— BEGIN READING PASSAGE —

# The injectivity radii of the unitary groups

February 22, 2023

## Introduction

Suppose you held up an object and began rotating it at a fixed speed. After some amount of time, you stop rotating it. If I know the starting pose of the object and the amount of time that has passed, under what conditions can I also tell you the rotational velocity (both direction and speed) of the spinning object?

There's really just one condition: that the rotational distance (i.e. angle) between the initial and final positions does not exceed some maximum value. For example, if you rotate 180° in any direction, it's impossible for me to know whether you rotated the object clockwise or counterclockwise. Worse, if you rotate a full 360°, I couldn't know whether you didn't move the object at all or performed a whole rotation or a million rotations. This maximum allowed distance that allows one to still infer the initial and final orientation is called the injectivity radius[1].

The question motivating this post is, what is the injectivity radius for the rotations in not just 2 dimensions and 3 dimensions but any dimension? And more generally, what is it for the unitary group and its most common subgroups? Since these groups are featured in many (all?) of the introductory texts on Lie groups and manifolds, and since the injectivity radius is a basic property introduced in differential geometry textbooks, I was surprised that I could not find a single reference giving these radii for these groups.

— END READING PASSAGE —
— BEGIN RECORDED INFORMATION —

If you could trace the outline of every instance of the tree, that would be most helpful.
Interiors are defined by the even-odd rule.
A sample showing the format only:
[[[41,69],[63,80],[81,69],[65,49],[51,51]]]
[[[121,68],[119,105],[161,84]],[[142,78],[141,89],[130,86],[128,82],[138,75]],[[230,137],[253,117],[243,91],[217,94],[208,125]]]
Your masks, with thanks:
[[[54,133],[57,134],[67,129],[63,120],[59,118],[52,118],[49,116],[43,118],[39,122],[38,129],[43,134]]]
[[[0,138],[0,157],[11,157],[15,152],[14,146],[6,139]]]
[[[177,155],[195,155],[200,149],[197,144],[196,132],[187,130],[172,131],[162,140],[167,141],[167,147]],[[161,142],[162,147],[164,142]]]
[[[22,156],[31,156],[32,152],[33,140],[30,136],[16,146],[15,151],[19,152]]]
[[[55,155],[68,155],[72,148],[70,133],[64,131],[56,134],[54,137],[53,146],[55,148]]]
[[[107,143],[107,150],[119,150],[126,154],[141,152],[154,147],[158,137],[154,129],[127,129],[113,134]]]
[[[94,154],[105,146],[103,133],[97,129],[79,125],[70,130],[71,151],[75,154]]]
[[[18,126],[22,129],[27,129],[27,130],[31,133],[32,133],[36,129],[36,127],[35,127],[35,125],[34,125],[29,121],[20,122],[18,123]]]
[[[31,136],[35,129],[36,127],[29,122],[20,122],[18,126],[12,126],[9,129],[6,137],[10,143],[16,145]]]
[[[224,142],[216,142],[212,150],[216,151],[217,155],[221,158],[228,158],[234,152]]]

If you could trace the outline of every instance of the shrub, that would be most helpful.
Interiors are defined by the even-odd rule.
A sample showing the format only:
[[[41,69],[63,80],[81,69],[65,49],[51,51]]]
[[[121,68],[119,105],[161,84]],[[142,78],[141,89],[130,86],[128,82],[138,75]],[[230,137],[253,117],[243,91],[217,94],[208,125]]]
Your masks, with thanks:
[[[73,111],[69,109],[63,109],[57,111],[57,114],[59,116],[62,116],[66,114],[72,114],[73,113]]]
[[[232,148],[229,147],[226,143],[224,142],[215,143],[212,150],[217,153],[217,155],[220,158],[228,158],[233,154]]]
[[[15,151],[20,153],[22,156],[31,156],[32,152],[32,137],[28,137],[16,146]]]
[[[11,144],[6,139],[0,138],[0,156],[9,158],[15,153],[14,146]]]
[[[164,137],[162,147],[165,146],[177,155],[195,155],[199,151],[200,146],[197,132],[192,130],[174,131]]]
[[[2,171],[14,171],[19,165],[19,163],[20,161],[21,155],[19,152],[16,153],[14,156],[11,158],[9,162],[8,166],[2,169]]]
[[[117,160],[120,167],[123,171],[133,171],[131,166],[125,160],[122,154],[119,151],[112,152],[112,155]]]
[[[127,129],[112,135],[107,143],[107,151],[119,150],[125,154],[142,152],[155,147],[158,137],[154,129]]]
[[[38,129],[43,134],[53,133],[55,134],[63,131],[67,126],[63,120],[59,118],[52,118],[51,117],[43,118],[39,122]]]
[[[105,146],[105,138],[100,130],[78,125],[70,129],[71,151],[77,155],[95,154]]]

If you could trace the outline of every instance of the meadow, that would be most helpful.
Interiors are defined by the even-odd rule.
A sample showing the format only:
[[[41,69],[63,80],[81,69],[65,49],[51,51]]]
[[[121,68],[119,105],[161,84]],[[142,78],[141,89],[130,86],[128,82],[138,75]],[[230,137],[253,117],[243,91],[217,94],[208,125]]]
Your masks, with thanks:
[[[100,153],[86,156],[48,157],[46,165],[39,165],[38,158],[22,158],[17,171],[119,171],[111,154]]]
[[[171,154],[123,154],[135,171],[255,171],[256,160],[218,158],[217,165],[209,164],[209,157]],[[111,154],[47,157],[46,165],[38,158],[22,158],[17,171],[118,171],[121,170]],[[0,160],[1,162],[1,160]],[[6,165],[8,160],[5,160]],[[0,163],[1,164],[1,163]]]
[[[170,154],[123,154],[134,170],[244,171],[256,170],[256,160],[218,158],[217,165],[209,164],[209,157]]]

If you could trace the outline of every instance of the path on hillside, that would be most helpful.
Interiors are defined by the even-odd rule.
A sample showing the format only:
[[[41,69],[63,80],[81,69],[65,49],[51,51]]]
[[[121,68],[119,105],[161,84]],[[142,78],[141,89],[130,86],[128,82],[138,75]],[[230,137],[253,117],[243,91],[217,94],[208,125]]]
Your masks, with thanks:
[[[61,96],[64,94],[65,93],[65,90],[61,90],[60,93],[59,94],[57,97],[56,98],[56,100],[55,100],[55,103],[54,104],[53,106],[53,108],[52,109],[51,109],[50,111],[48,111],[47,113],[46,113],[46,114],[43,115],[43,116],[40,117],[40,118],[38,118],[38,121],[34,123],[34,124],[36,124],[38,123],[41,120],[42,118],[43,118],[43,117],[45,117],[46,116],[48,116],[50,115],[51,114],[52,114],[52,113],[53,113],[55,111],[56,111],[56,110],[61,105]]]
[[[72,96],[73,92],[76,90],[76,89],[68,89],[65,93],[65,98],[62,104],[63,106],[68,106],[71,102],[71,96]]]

— END RECORDED INFORMATION —

THE TASK: Retype part of the injectivity radius post word for word, beginning at the words "## Introduction" and stopping after "the spinning object?". The entries come from a separate source and are unrelated to the injectivity radius post.

WRITTEN ANSWER:
## Introduction

Suppose you held up an object and began rotating it at a fixed speed. After some amount of time, you stop rotating it. If I know the starting pose of the object and the amount of time that has passed, under what conditions can I also tell you the rotational velocity (both direction and speed) of the spinning object?